#### [Conjunto de tareas]
A – Contesta según el texto sobre la cabaña familiar:
(i) ¿Junto a qué lago está la cabaña?
(ii) ¿Hace cuánto tiempo la construyeron los abuelos?
(iii) ¿Qué frutas recogen los niños?
B – Por favor, extrae del texto sobre la cabaña familiar el fragmento comprendido entre "Por Stephen P." y "un buen lugar.", ambos incluidos.

#### [Fragmento citado]

━━━━━━━━━━━━━━━━━━━━━━━━━━━━━━

Por Stephen P. White
Esta semana estoy de vacaciones con mi familia en el oeste de Michigan. Conduce un poco hacia el norte desde Muskegon y luego hacia el oeste hasta que la carretera se vuelva de tierra. En uno o dos kilómetros más, llegarás al lago Michigan. Allí, escondida entre los bosques y los campos de alfalfa, en un acantilado con vistas al lago, está la cabaña que mis abuelos construyeron para su familia hace casi cincuenta años.
En esas cinco décadas, la familia ha crecido en multitud. Mis abuelos ya han muerto, pero sus descendientes (cónyuges incluidos) se cuentan por cientos. Hace años que perdí la cuenta. Ni que decir tiene que no cabemos todos a la vez en la cabaña. Pero seguimos compartiéndola. Y cada semana del verano, algunos tíos, o algunos primos míos, hacen su turno en la casa junto al lago. Es un buen lugar.
Es un lugar donde los niños recogen arándanos y frambuesas, comiéndolos a puñados hasta mancharse los dedos y los labios con el zumo. Es el tipo de lugar donde, de niño, aprendes a medir el paso del tiempo. «Este año soy lo bastante mayor para ir a cazar con los tíos. El año que viene ya seré lo bastante mayor para nadar hasta el segundo banco de arena». También es un lugar con sus propias reglas. No trepes por el acantilado. Cuidado con la hiedra venenosa. Lávate siempre los pies de arena antes de entrar en casa. Cierra la puerta mosquitera.
Es un lugar saturado de todos los recuerdos más felices de la infancia, la familia, la inocencia y la paz. Todos estos recuerdos son algo más que simples reminiscencias privadas. Forman toda una compleja tradición de historia y tradiciones familiares. Los recuerdos se convierten en historias que se cuentan y se vuelven a contar, compartidas con hermanos, tíos, tías y primos, hasta que resulta difícil distinguir los recuerdos de las historias. Hay historias que los niños conocen pero que los mayores nunca han oído, e historias que sólo los mayores conocen o recuerdan en su totalidad.

━━━━━━━━━━━━━━━━━━━━━━━━━━━━━━

#### [Listado proporcionado]
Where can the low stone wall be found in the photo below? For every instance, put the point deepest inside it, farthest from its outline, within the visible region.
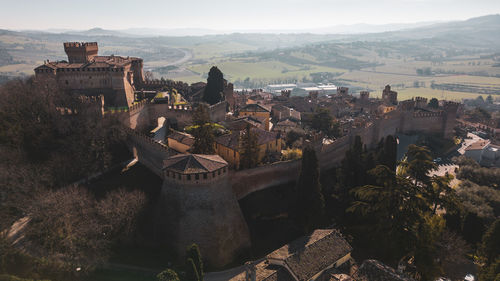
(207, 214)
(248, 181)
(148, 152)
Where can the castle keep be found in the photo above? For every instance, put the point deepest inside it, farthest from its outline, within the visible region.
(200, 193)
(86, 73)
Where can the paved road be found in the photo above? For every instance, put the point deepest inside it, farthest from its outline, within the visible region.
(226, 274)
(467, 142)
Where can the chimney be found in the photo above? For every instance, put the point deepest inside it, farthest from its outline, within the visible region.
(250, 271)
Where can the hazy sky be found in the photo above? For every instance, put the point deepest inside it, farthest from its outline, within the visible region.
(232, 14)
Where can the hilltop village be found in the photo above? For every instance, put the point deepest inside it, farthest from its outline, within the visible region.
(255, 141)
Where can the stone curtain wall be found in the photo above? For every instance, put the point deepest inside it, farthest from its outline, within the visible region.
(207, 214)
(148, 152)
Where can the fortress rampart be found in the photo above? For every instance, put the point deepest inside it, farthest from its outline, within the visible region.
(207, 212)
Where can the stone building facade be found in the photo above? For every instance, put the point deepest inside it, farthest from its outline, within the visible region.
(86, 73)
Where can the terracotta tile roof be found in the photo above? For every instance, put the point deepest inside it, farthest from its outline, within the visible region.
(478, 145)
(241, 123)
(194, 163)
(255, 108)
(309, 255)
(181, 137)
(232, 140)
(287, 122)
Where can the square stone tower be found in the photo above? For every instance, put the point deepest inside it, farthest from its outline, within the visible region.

━━━━━━━━━━━━━━━━━━━━━━━━━━━━━━

#### [Respuestas del ejercicio]
A –
(i) Junto al lago Michigan.
(ii) Hace casi cincuenta años.
(iii) Arándanos y frambuesas.

B –
Por Stephen P. White
Esta semana estoy de vacaciones con mi familia en el oeste de Michigan. Conduce un poco hacia el norte desde Muskegon y luego hacia el oeste hasta que la carretera se vuelva de tierra. En uno o dos kilómetros más, llegarás al lago Michigan. Allí, escondida entre los bosques y los campos de alfalfa, en un acantilado con vistas al lago, está la cabaña que mis abuelos construyeron para su familia hace casi cincuenta años.
En esas cinco décadas, la familia ha crecido en multitud. Mis abuelos ya han muerto, pero sus descendientes (cónyuges incluidos) se cuentan por cientos. Hace años que perdí la cuenta. Ni que decir tiene que no cabemos todos a la vez en la cabaña. Pero seguimos compartiéndola. Y cada semana del verano, algunos tíos, o algunos primos míos, hacen su turno en la casa junto al lago. Es un buen lugar.